### Written exercise
Repeat each of the rows below without changing a single character.

Rows excerpted from a collection
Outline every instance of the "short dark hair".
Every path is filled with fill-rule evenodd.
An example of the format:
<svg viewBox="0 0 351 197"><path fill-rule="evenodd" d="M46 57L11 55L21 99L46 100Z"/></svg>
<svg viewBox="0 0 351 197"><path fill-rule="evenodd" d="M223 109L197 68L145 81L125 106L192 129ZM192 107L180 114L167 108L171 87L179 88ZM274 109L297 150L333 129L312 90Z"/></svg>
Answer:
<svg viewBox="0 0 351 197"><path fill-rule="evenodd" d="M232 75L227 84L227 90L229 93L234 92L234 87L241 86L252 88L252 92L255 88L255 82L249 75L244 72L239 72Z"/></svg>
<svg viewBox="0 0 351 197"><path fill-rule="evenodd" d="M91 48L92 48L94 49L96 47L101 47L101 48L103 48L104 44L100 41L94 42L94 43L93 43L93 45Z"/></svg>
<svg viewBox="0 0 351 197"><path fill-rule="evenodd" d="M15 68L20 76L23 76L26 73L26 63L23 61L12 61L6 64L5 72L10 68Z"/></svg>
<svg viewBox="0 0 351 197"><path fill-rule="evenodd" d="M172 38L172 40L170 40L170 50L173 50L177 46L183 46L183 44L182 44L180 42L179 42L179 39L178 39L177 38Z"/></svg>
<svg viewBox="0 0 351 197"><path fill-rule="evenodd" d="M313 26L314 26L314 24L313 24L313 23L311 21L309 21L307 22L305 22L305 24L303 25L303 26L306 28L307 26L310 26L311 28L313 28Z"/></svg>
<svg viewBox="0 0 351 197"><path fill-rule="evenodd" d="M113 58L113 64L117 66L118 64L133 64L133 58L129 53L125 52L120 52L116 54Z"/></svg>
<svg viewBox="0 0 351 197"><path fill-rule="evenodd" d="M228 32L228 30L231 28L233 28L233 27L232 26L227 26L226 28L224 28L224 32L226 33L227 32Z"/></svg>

### Expected answer
Outline every instance of the "short dark hair".
Every path is filled with fill-rule evenodd.
An example of the format:
<svg viewBox="0 0 351 197"><path fill-rule="evenodd" d="M46 57L11 55L21 99L46 100Z"/></svg>
<svg viewBox="0 0 351 197"><path fill-rule="evenodd" d="M223 109L197 68L145 81L125 106L192 129ZM192 107L180 114L167 108L171 87L179 88ZM274 109L297 150L333 129L312 90Z"/></svg>
Answer:
<svg viewBox="0 0 351 197"><path fill-rule="evenodd" d="M232 75L227 84L227 90L229 93L234 92L234 87L241 86L252 88L252 92L255 88L255 82L249 75L244 72L239 72Z"/></svg>
<svg viewBox="0 0 351 197"><path fill-rule="evenodd" d="M91 48L92 48L94 49L96 47L101 47L101 48L103 48L104 44L100 41L94 42L94 43L93 43L93 45Z"/></svg>
<svg viewBox="0 0 351 197"><path fill-rule="evenodd" d="M15 68L20 76L23 76L26 73L26 63L23 61L12 61L6 64L5 72L10 68Z"/></svg>
<svg viewBox="0 0 351 197"><path fill-rule="evenodd" d="M172 38L172 40L170 40L170 50L173 50L177 46L183 46L183 44L182 44L180 42L179 42L179 39L178 39L177 38Z"/></svg>
<svg viewBox="0 0 351 197"><path fill-rule="evenodd" d="M313 26L314 26L314 24L313 24L313 23L311 21L309 21L307 22L305 22L305 24L303 25L303 26L306 28L307 26L310 26L311 28L313 28Z"/></svg>
<svg viewBox="0 0 351 197"><path fill-rule="evenodd" d="M113 58L113 64L117 66L118 64L133 64L133 58L129 53L125 52L120 52L116 54Z"/></svg>
<svg viewBox="0 0 351 197"><path fill-rule="evenodd" d="M228 32L228 30L231 28L233 28L233 27L232 26L227 26L226 28L224 28L224 32L226 33L227 32Z"/></svg>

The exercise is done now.